• [TAREAS A REALIZAR]
[1] Según el extracto del documento, ¿a cuántos años de cárcel fue condenado Pere Bascompte por el ataque contra el periodista turolense?
[2] Resume en dos oraciones el extracto sobre el ataque de Terra Lliure contra Federico Jiménez Losantos.

• [EXTRACTO DEL DOCUMENTO]
En un artículo publicado ese mismo mes en Libertad Digital[2], José García Domínguez escribió: "El 'activista' Josep Serra, (...) ante la mirada complaciente del director del programa, realizó el siguiente esfuerzo pedagógico con tal de explicar a los espectadores la 'acción' sobre Federico Jiménez Losantos: 'En un determinado momento las cosas se tienen que parar y, por tanto, hacía falta un cierto nivel de violencia respecto a esa gente, entre otras cosas porque nada más entienden ese lenguaje'". Por su lado, Juan Carlos Girauta informó, también en Libertad Digital[3], de que el director del documental basó su pieza en un libro de su propia autoría, titulado El independentismo armado en Cataluña, en el que se transcriben entrevistas con miembros de Terra Lliure, uno de los cuales, llamado Pere Bascompte y condenado a nueve años de cárcel por el ataque perpetrado contra el periodista turolense, dice allí: "Gente de diferentes ideologías y posiciones –incluso gente importante de instituciones determinadas– celebraron el atentado contra Losantos con cava (...) A pesar de que entonces se condenara oficialmente, las acciones de Terra Lliure siempre han despertado una cierta simpatía, sobre todo en determinadas acciones, políticamente bien encontradas y necesarias". En el prólogo del mismo libro, escrito por Isabel-Clara Simó, puede leerse: "En estos momentos, la lucha armada está demonizada en el mundo entero (...) Hace falta que, sin complejos y sin frustraciones, y llamando a las cosas por su nombre –tanto si se condenan como si no–, aprendamos un poquito más de nosotros mismos".

• [LISTADO]
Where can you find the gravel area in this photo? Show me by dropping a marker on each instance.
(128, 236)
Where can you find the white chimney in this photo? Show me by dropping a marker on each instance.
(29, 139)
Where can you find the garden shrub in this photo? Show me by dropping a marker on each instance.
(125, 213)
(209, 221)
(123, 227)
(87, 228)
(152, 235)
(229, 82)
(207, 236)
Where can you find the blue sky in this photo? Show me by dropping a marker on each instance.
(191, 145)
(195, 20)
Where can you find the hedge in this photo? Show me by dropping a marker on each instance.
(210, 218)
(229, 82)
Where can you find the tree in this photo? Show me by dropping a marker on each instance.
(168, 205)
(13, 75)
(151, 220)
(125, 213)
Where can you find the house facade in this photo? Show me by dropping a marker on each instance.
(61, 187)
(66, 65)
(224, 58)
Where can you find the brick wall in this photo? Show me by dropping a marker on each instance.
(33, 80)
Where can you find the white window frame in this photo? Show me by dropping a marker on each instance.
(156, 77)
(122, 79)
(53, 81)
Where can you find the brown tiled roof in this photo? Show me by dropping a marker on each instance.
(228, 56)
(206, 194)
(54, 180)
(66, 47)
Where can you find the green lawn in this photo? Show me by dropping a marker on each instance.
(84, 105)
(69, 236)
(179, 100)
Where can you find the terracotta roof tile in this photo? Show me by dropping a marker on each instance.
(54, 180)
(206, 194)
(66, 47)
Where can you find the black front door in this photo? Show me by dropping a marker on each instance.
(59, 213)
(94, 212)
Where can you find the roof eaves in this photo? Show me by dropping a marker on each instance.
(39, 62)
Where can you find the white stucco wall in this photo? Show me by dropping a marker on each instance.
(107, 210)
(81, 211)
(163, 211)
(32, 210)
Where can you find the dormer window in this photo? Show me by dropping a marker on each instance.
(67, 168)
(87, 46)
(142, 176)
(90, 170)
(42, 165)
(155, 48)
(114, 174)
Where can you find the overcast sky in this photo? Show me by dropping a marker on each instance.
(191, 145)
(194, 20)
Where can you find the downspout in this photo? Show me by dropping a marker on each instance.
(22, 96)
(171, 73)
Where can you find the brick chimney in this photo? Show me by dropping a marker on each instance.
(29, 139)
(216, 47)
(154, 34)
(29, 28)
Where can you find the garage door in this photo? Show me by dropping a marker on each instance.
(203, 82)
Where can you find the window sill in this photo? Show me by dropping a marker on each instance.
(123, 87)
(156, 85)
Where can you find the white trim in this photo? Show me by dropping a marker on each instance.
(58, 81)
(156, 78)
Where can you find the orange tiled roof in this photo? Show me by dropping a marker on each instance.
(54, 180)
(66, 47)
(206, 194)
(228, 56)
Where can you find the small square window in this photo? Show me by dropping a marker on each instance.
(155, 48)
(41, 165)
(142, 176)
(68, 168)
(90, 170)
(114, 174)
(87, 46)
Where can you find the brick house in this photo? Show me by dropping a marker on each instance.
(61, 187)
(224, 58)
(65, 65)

* * *

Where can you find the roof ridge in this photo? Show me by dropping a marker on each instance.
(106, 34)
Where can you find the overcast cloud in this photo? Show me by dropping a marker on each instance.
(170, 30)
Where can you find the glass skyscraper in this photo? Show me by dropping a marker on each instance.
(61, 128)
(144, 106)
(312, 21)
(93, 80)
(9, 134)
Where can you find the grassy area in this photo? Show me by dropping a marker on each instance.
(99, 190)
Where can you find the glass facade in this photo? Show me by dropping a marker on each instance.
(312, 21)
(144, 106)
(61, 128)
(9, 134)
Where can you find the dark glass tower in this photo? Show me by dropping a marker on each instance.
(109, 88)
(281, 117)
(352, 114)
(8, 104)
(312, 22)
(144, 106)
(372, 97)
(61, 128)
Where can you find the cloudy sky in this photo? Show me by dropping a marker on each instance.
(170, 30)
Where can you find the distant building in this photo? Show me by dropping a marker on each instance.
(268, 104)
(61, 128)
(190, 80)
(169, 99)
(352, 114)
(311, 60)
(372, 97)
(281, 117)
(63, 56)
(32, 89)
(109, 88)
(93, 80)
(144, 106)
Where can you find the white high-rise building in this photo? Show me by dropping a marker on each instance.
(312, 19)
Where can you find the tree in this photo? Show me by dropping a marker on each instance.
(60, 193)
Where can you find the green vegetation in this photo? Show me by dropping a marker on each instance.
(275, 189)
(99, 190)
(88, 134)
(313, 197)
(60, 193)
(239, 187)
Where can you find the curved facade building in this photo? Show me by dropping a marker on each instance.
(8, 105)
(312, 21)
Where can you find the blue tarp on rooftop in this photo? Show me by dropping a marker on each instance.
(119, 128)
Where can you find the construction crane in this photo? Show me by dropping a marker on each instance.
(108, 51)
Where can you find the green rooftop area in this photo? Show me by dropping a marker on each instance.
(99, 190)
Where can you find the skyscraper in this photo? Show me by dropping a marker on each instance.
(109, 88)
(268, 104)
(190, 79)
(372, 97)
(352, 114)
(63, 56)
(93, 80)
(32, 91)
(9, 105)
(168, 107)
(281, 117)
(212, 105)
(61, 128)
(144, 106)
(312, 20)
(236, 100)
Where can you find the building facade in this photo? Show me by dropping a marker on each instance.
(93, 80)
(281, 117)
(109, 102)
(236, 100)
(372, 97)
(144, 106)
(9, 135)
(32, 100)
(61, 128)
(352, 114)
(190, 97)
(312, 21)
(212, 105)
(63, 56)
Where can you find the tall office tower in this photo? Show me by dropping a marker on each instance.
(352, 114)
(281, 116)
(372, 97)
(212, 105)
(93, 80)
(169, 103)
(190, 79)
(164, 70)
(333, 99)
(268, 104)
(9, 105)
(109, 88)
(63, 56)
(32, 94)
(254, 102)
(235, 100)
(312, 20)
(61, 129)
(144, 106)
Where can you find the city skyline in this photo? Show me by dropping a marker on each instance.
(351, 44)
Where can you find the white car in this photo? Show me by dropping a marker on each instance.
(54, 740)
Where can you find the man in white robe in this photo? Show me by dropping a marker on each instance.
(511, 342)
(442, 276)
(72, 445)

...

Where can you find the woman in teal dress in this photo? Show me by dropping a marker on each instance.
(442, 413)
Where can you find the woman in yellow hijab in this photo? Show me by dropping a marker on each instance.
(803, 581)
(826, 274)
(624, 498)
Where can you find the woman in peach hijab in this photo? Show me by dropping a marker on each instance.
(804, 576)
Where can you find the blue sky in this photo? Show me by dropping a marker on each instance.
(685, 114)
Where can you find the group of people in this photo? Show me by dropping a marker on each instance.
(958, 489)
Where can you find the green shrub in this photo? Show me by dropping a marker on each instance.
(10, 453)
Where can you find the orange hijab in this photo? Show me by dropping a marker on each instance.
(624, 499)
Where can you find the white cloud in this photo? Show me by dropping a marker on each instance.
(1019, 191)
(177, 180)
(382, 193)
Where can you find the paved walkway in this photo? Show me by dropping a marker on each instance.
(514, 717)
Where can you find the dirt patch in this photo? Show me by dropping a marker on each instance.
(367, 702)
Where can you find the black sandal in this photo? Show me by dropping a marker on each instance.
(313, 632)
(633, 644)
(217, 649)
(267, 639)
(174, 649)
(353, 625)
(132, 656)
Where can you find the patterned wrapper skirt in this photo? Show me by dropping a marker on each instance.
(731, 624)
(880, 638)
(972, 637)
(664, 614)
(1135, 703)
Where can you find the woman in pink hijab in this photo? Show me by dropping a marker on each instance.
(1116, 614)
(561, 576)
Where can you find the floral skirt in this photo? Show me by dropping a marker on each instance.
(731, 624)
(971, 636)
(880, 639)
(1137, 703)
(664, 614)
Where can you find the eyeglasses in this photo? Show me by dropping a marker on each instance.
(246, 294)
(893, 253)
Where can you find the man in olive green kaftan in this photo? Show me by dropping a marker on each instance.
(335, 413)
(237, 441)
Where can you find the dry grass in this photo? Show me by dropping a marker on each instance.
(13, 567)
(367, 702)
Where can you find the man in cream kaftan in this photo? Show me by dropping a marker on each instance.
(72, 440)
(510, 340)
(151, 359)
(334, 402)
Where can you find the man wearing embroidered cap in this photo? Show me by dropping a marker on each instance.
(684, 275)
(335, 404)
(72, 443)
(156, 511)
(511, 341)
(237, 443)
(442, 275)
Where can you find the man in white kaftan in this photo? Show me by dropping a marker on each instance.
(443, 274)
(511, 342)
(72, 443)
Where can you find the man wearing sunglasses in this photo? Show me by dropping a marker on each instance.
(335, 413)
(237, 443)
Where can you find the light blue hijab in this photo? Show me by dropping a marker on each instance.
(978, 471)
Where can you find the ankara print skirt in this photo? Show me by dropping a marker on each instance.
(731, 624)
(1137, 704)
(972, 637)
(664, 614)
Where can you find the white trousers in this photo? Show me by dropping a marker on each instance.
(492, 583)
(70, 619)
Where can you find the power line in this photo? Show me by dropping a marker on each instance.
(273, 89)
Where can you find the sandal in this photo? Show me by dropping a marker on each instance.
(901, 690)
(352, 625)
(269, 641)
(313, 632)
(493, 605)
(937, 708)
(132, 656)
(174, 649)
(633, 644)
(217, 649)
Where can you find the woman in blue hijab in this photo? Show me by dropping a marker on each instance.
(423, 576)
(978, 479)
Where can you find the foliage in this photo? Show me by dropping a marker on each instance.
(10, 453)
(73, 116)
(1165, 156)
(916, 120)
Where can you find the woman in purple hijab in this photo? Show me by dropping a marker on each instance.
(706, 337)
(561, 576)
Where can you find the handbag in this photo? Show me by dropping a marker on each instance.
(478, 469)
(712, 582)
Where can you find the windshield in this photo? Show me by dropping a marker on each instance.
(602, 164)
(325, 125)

• [SOLUCIONES]
[1] A nueve años de cárcel.

[2] José García Domínguez recogió en Libertad Digital las palabras del activista Josep Serra, quien explicó a los espectadores de un programa que hacía falta un cierto nivel de violencia contra Jiménez Losantos. Juan Carlos Girauta informó de que el director del documental se basó en su propio libro, El independentismo armado en Cataluña, donde Pere Bascompte dice que hubo gente que celebró el atentado con cava, y en cuyo prólogo Isabel-Clara Simó afirma que la lucha armada está demonizada en el mundo entero.